**ANGEZEIGTER TEXT:**
╔══

Deutschlandfunk, 6. Dezember 2012
„Wir wollen das exemplarisch durchfechten“
Klage gegen Kooperation Bayer – Uni Köln
Seit vier Jahren arbeiten die Bayer AG und die Kölner Universität zusammen. Sie kooperieren in der Herz- und Krebsforschung, der Konzern fördert die Ausbildung von Doktoranden und lässt sich das durchaus kosten. Doch was genau steht im Kooperationsvertrag? Eine Klage soll das klären.

╚══

[Annotationsdaten zur Lage von Objekten]

╔══

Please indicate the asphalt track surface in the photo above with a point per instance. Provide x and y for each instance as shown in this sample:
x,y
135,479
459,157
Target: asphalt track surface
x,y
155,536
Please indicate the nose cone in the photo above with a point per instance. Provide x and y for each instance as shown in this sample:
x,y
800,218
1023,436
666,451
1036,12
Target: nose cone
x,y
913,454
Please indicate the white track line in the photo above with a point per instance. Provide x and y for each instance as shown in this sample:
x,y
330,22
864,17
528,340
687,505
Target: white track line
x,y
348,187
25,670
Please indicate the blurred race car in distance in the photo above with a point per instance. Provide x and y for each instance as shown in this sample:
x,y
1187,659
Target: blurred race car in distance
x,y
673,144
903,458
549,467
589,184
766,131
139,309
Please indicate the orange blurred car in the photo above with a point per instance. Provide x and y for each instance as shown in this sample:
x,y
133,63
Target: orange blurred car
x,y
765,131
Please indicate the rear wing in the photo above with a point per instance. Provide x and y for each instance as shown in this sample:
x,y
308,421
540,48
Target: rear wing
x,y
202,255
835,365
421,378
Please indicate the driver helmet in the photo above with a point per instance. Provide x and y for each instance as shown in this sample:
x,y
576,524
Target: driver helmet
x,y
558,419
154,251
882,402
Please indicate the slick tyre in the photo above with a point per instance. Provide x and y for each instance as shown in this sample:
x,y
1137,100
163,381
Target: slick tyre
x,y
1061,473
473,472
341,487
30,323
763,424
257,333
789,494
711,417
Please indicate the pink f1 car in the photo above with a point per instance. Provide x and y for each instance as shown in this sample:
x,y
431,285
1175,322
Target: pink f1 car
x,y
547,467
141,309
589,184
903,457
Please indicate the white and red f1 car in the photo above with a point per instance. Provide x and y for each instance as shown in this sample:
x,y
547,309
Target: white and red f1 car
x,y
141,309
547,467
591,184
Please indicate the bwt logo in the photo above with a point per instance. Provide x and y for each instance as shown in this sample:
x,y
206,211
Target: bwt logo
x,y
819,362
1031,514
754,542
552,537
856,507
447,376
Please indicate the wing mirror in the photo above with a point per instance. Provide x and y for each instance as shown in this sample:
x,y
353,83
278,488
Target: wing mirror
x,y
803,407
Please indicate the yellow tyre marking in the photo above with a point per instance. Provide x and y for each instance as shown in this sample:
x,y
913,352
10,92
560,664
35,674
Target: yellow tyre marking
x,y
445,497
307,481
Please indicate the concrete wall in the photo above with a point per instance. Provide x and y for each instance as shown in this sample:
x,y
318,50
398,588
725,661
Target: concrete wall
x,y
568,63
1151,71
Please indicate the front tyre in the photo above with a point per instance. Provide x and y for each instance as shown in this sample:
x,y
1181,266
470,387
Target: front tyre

╚══

**ZIEL DER ÜBUNG:**
Kopiere aus dem Text über die Klage gegen die Kooperation zwischen Bayer und der Uni Köln wörtlich den Abschnitt, der mit „Deutschlandfunk, 6. Dezember“ beginnt und sich bis einschließlich „soll das klären.“ fortsetzt. Die Datensätze stammen aus einer anderen Quelle.

**ERGEBNIS DER AUFGABE:**
Deutschlandfunk, 6. Dezember 2012
„Wir wollen das exemplarisch durchfechten“
Klage gegen Kooperation Bayer – Uni Köln
Seit vier Jahren arbeiten die Bayer AG und die Kölner Universität zusammen. Sie kooperieren in der Herz- und Krebsforschung, der Konzern fördert die Ausbildung von Doktoranden und lässt sich das durchaus kosten. Doch was genau steht im Kooperationsvertrag? Eine Klage soll das klären.